All lines of the entries with "below" in them must be listed.
*** EXCERPTED DATA ***
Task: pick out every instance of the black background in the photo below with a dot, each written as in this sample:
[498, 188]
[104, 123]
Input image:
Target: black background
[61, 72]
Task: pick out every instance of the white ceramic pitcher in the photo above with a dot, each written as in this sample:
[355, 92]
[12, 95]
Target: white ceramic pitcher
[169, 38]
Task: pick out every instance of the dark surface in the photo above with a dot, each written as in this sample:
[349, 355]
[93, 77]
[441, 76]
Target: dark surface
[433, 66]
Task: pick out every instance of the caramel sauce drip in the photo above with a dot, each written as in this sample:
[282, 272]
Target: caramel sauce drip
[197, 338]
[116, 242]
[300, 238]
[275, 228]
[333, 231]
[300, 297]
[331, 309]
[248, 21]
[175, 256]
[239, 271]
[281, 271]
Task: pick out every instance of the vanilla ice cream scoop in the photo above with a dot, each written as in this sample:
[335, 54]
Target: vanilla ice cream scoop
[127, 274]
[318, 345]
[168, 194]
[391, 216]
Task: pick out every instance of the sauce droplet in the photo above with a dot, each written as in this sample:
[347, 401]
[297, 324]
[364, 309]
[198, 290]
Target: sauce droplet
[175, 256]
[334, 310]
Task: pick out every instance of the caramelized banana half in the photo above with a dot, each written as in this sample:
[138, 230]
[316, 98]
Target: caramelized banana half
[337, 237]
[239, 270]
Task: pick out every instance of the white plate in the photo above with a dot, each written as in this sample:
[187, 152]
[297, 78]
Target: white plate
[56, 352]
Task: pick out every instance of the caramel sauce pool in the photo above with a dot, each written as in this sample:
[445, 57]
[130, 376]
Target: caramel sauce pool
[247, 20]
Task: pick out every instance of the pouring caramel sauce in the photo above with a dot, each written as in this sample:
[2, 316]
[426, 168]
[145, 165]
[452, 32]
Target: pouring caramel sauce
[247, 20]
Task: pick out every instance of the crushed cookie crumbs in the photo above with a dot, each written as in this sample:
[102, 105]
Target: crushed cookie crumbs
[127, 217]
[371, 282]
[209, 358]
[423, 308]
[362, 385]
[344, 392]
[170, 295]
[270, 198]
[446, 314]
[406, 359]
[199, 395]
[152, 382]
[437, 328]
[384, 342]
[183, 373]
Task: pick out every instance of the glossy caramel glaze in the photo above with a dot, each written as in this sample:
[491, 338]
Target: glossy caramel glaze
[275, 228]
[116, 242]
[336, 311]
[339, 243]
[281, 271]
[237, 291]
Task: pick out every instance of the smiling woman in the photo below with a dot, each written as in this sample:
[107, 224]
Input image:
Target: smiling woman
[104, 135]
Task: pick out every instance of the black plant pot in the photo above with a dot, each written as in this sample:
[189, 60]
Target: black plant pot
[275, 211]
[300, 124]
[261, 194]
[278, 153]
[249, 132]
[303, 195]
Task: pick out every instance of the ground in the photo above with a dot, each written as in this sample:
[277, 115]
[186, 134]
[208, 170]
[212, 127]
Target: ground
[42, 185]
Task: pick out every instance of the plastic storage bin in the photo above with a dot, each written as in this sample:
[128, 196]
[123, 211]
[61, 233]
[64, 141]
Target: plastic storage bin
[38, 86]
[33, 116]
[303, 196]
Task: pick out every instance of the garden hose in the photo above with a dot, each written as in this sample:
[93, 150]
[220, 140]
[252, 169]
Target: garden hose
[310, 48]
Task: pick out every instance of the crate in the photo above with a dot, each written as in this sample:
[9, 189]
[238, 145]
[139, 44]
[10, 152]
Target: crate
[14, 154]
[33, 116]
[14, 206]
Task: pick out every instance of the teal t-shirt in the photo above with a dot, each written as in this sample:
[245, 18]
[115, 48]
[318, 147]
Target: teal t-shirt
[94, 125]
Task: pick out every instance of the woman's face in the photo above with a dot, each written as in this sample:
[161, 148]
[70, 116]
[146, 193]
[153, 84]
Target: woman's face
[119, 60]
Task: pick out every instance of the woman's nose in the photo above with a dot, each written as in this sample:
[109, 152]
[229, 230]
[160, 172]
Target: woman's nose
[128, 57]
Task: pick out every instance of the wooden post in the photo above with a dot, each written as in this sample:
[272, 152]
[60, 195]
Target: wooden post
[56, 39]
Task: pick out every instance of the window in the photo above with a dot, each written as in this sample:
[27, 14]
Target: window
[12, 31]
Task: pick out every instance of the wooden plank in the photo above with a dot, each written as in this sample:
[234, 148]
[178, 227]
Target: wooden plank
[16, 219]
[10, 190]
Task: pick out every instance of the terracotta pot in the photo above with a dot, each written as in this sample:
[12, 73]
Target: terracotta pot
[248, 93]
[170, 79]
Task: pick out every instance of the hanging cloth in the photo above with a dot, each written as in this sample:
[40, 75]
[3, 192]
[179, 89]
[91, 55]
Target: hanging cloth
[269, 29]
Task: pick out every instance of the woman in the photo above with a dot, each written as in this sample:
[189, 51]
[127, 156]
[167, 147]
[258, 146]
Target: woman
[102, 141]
*** End of EXCERPTED DATA ***
*** EXCERPTED DATA ***
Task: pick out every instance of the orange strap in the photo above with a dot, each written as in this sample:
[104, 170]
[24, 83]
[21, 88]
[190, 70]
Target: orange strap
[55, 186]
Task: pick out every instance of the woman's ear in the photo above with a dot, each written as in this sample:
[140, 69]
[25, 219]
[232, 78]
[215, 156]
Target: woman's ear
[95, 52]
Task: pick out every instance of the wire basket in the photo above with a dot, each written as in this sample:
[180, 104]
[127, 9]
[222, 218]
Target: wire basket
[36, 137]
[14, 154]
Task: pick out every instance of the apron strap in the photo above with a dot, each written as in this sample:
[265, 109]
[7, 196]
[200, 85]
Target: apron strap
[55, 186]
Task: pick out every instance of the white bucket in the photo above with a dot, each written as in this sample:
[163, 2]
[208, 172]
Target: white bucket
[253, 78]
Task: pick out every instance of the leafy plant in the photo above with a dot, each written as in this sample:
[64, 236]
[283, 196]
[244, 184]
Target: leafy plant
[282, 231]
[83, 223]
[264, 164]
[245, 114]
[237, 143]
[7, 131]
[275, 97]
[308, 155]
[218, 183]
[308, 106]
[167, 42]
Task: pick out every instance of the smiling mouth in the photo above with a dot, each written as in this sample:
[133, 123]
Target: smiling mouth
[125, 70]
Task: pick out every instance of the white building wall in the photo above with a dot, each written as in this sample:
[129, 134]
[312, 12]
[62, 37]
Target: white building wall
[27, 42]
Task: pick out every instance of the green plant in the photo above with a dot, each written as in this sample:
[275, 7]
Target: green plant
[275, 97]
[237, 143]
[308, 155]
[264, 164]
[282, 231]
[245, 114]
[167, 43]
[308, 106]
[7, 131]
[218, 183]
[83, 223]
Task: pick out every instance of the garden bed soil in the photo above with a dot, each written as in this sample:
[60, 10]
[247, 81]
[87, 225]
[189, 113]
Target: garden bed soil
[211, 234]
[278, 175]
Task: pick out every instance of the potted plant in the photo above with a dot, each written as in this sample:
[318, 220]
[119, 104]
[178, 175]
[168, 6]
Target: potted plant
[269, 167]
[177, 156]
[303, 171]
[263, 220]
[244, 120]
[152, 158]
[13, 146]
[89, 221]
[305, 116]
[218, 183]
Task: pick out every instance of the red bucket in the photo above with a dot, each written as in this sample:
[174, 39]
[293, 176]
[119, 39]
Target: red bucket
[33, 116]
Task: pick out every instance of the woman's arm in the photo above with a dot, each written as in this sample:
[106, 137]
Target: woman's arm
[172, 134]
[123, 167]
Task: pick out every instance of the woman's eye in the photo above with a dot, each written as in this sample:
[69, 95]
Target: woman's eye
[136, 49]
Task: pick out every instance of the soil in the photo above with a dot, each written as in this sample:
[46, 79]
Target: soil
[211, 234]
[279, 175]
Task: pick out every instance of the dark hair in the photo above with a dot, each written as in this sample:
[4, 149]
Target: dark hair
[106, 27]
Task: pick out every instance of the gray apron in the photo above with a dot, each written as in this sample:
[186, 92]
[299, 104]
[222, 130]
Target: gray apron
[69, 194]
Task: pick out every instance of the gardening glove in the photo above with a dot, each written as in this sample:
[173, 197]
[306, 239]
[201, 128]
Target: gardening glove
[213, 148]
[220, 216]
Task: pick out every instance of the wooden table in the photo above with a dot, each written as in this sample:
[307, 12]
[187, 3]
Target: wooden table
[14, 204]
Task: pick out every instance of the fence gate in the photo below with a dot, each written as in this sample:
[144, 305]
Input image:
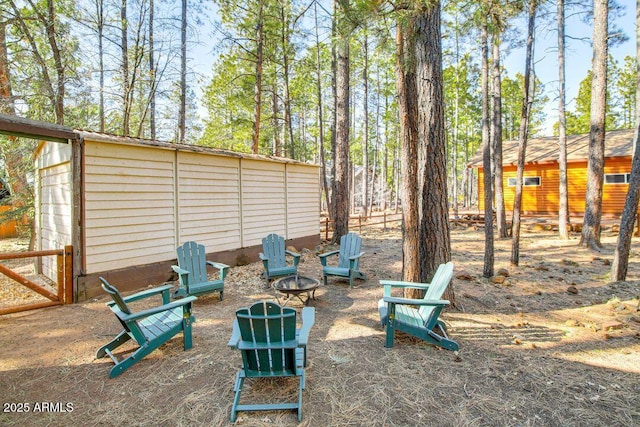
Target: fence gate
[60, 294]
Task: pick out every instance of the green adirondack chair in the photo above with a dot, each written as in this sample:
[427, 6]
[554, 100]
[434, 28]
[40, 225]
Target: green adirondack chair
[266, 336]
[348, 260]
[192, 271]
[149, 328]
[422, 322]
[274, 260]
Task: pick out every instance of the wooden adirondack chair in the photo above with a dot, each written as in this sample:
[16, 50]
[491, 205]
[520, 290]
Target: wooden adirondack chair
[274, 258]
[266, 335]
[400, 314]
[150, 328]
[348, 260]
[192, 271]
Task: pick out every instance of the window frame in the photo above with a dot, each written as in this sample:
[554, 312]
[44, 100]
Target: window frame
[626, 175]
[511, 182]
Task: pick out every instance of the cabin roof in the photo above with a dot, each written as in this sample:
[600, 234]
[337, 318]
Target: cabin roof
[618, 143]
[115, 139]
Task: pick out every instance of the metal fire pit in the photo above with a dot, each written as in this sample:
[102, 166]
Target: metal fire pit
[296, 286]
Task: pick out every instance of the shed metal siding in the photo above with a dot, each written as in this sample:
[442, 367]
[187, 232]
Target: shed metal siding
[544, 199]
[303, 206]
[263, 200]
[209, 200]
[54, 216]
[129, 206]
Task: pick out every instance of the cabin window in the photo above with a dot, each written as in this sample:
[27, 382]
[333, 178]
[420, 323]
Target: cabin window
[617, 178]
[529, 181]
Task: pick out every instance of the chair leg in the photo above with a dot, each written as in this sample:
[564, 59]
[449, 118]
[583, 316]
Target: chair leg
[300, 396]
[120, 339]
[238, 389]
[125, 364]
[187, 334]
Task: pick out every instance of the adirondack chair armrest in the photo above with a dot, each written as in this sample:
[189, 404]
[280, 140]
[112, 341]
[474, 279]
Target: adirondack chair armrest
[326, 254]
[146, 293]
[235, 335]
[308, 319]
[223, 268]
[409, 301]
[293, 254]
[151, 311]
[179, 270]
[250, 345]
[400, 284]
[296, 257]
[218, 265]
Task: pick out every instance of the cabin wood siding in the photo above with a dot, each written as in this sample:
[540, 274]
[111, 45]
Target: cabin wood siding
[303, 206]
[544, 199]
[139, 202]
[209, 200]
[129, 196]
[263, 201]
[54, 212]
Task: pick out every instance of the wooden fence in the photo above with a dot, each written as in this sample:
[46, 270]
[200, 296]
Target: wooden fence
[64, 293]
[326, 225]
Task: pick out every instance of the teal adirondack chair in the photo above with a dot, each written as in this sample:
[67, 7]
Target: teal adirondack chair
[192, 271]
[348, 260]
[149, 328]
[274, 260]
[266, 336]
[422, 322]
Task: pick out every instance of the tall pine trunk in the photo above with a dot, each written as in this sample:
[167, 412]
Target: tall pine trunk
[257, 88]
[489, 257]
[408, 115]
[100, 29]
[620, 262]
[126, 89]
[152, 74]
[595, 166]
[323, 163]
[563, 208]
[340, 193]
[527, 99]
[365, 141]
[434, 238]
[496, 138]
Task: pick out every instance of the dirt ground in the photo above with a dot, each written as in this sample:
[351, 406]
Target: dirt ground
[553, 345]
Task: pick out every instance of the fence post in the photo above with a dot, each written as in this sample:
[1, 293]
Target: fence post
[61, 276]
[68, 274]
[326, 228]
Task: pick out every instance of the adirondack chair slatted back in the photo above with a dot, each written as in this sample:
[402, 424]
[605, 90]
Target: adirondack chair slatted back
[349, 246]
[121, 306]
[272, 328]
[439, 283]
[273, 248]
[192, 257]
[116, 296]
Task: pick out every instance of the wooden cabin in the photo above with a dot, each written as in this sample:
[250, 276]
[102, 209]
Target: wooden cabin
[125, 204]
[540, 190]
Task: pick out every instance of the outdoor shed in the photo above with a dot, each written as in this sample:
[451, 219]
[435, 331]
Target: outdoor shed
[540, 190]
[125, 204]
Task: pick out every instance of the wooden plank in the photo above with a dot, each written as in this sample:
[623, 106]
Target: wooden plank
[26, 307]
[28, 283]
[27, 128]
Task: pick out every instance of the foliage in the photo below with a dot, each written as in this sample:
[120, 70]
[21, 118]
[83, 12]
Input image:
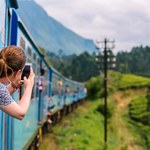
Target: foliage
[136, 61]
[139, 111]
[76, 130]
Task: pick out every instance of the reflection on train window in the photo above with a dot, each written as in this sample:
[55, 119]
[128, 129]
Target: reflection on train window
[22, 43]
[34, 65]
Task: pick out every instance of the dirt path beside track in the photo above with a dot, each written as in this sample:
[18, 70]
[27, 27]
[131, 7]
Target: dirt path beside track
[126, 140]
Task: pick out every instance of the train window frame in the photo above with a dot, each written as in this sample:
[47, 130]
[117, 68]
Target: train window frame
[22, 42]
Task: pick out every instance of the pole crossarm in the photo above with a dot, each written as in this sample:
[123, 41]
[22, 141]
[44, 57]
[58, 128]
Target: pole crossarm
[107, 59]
*** End of EXCERPTED DATA ***
▸ TASK ANSWER
Task: pick out every instance of the black background in the photo below with a dot, each written as in this sample:
Task: pick out every instance of the smiling woman in the photo below with a dot, each written as in this sample:
Task: pick out every instance of the fence gate in the photo below with a dot, each written as in this sample:
Task: pick out every instance of the foliage in the photo below with a dot, each written as in this sample:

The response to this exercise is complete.